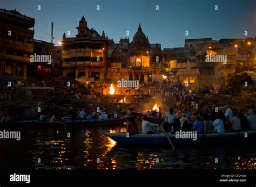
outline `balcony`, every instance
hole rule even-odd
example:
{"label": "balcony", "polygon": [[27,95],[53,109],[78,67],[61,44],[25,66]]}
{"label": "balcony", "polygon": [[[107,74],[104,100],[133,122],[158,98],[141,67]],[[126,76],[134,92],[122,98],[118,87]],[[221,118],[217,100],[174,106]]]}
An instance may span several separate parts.
{"label": "balcony", "polygon": [[0,56],[5,59],[16,60],[17,61],[24,62],[26,63],[31,63],[30,62],[30,58],[28,57],[16,56],[14,55],[4,54],[3,53],[1,53],[0,54]]}
{"label": "balcony", "polygon": [[70,62],[62,62],[63,67],[70,67]]}

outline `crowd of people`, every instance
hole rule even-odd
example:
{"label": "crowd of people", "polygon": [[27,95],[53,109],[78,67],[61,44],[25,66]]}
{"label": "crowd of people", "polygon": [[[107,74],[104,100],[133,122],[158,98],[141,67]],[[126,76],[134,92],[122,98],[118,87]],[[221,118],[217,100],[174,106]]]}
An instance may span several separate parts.
{"label": "crowd of people", "polygon": [[[189,110],[185,109],[181,113],[177,114],[173,109],[171,109],[165,116],[161,128],[166,133],[175,133],[180,130],[195,131],[204,135],[256,130],[256,115],[252,110],[249,110],[246,116],[241,111],[233,111],[228,105],[224,109],[217,110],[215,106],[213,106],[211,111],[205,112],[197,111],[192,114]],[[149,121],[150,115],[149,111],[147,114],[143,117],[142,126],[143,134],[156,134],[159,132],[156,128],[159,125]],[[131,121],[128,125],[127,132],[130,135],[138,134],[138,131],[136,130],[137,128],[137,125]]]}
{"label": "crowd of people", "polygon": [[[53,114],[50,117],[50,121],[51,123],[55,123],[62,120],[62,119],[59,119],[56,116],[56,114]],[[116,112],[116,111],[107,112],[105,108],[99,111],[95,111],[93,112],[87,112],[87,114],[84,109],[79,108],[75,110],[71,107],[69,111],[69,120],[71,121],[85,120],[90,120],[96,119],[103,120],[118,118],[117,113]],[[48,120],[48,117],[47,116],[44,116],[43,114],[40,116],[40,121],[46,121]]]}

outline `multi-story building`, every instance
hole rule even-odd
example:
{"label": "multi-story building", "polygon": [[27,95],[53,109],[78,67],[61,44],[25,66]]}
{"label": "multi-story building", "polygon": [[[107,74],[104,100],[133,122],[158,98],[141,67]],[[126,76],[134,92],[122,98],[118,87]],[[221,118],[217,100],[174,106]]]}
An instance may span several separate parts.
{"label": "multi-story building", "polygon": [[[126,43],[128,43],[127,39]],[[122,51],[118,50],[118,47],[115,46],[112,54],[111,57],[114,61],[111,67],[109,68],[107,77],[109,81],[114,83],[123,78],[148,83],[162,81],[165,66],[161,64],[163,59],[161,49],[156,44],[153,50],[151,50],[149,39],[142,31],[140,24],[129,48],[130,61],[127,68],[122,66],[120,62],[118,63],[121,61],[119,59],[122,56]],[[155,60],[156,56],[159,57],[159,60]]]}
{"label": "multi-story building", "polygon": [[100,35],[93,28],[90,29],[84,16],[77,27],[76,37],[63,37],[63,74],[78,78],[93,78],[95,81],[104,81],[107,63],[108,39],[104,32]]}
{"label": "multi-story building", "polygon": [[[26,79],[33,54],[35,19],[0,9],[0,76]],[[32,28],[33,30],[30,28]]]}
{"label": "multi-story building", "polygon": [[212,45],[212,39],[209,38],[192,39],[185,40],[186,56],[191,62],[196,60],[198,53],[207,54],[207,51]]}
{"label": "multi-story building", "polygon": [[34,54],[51,55],[51,63],[38,62],[30,67],[30,76],[39,81],[48,81],[53,76],[60,75],[62,46],[54,46],[54,44],[34,40]]}

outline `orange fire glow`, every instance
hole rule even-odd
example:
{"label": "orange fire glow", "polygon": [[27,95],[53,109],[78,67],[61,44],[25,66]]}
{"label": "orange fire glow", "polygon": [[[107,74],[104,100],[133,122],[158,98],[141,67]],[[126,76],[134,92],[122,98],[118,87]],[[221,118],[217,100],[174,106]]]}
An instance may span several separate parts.
{"label": "orange fire glow", "polygon": [[157,110],[157,109],[158,108],[158,107],[157,107],[157,105],[156,104],[154,104],[154,107],[153,107],[153,110]]}
{"label": "orange fire glow", "polygon": [[111,84],[111,85],[110,86],[110,90],[109,91],[109,94],[110,95],[113,95],[114,94],[114,87],[113,87],[113,84]]}
{"label": "orange fire glow", "polygon": [[[125,97],[124,98],[124,103],[125,102]],[[123,103],[123,99],[122,99],[121,100],[120,100],[118,102],[118,103]]]}

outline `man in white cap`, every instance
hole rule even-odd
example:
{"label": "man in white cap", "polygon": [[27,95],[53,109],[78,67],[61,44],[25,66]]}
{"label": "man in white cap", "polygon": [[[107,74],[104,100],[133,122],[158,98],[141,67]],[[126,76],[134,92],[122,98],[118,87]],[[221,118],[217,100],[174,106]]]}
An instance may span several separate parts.
{"label": "man in white cap", "polygon": [[106,112],[103,112],[103,119],[107,119],[107,114],[106,113]]}
{"label": "man in white cap", "polygon": [[256,115],[254,114],[253,111],[252,109],[248,111],[247,119],[249,125],[249,129],[251,130],[256,130]]}

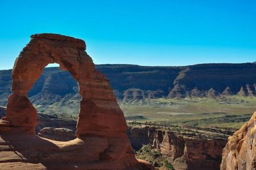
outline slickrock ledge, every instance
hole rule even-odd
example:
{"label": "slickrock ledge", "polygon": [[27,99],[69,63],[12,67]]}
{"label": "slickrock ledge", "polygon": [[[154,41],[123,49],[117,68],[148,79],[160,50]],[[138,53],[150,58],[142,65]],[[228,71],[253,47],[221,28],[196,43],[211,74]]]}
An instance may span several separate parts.
{"label": "slickrock ledge", "polygon": [[[15,61],[13,93],[0,120],[1,169],[154,169],[135,158],[124,113],[85,49],[84,41],[72,37],[31,36]],[[77,138],[67,142],[35,134],[37,111],[28,98],[44,68],[54,63],[70,72],[82,97]]]}
{"label": "slickrock ledge", "polygon": [[221,170],[256,169],[256,112],[228,137],[222,153]]}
|---|
Instructions for the task: Count the lines of the data above that contain the string "every", matching case exactly, and give only that number.

Correct response: 6